--- Begin SELECTED TEXT ---
Here, the Commission concluded that the Challenged Agreements “are, in essence, agreements between horizontal competitors to restrict the information provided by advertising to consumers when they search for 1-800 Contacts’ trademark terms and URLs.”Id. at 20. As such, the Commission concluded that the agreements would “raise the cost to consumers of finding the most suitable offering of a product or service” and are therefore inherently suspect.Id.
1. 1-800 Contacts Provided Facially Plausible Procompetitive Justifications
Having found the Challenged Agreements inherently suspect, the Commission next considered whether, under Polygram, 1-800 Contacts had advanced a plausible “link between the challenged restraint and [a] purported justification.”Id. at 22, citing Polygram, 136 F.T.C.at 347. 1-800 Contacts advanced two justifications—the protection of its trademark rights and the avoidance of litigation costs through settlement—and the Commission agreed that both were, in theory, legitimate.Id. at 23.
--- End SELECTED TEXT ---
--- Begin DATA PROVIDED ---
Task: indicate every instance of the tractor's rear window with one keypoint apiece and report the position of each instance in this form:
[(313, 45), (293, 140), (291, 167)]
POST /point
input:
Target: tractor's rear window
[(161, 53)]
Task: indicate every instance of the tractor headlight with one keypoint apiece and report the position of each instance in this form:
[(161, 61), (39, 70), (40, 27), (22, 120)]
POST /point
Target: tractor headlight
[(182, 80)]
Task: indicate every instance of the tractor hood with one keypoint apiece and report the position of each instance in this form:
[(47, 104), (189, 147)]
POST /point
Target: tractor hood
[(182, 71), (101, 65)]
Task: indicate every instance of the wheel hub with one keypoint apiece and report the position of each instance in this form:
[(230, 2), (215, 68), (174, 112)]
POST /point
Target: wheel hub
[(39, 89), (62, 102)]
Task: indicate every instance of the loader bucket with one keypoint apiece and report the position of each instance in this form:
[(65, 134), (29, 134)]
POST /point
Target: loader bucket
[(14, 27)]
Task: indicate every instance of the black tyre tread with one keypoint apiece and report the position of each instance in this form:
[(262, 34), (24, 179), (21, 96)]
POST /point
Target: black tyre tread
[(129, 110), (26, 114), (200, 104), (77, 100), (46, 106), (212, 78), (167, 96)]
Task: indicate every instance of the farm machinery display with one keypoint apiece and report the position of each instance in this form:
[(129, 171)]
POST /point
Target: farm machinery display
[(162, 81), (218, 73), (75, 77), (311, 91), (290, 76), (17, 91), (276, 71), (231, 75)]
--- End DATA PROVIDED ---
— EXERCISE TASK 1 —
Can you restate the 1-800 Contacts passage word for word, starting with "Here, the Commission" and going on through "therefore inherently suspect.Id."?
— EXERCISE TASK 2 —
Which page numbers does the 1-800 Contacts passage cite?
These rows have nothing to do with the 1-800 Contacts passage.

— FULL OUTPUT 1 —
Here, the Commission concluded that the Challenged Agreements “are, in essence, agreements between horizontal competitors to restrict the information provided by advertising to consumers when they search for 1-800 Contacts’ trademark terms and URLs.”Id. at 20. As such, the Commission concluded that the agreements would “raise the cost to consumers of finding the most suitable offering of a product or service” and are therefore inherently suspect.Id.

— FULL OUTPUT 2 —
20, 22, 23, 347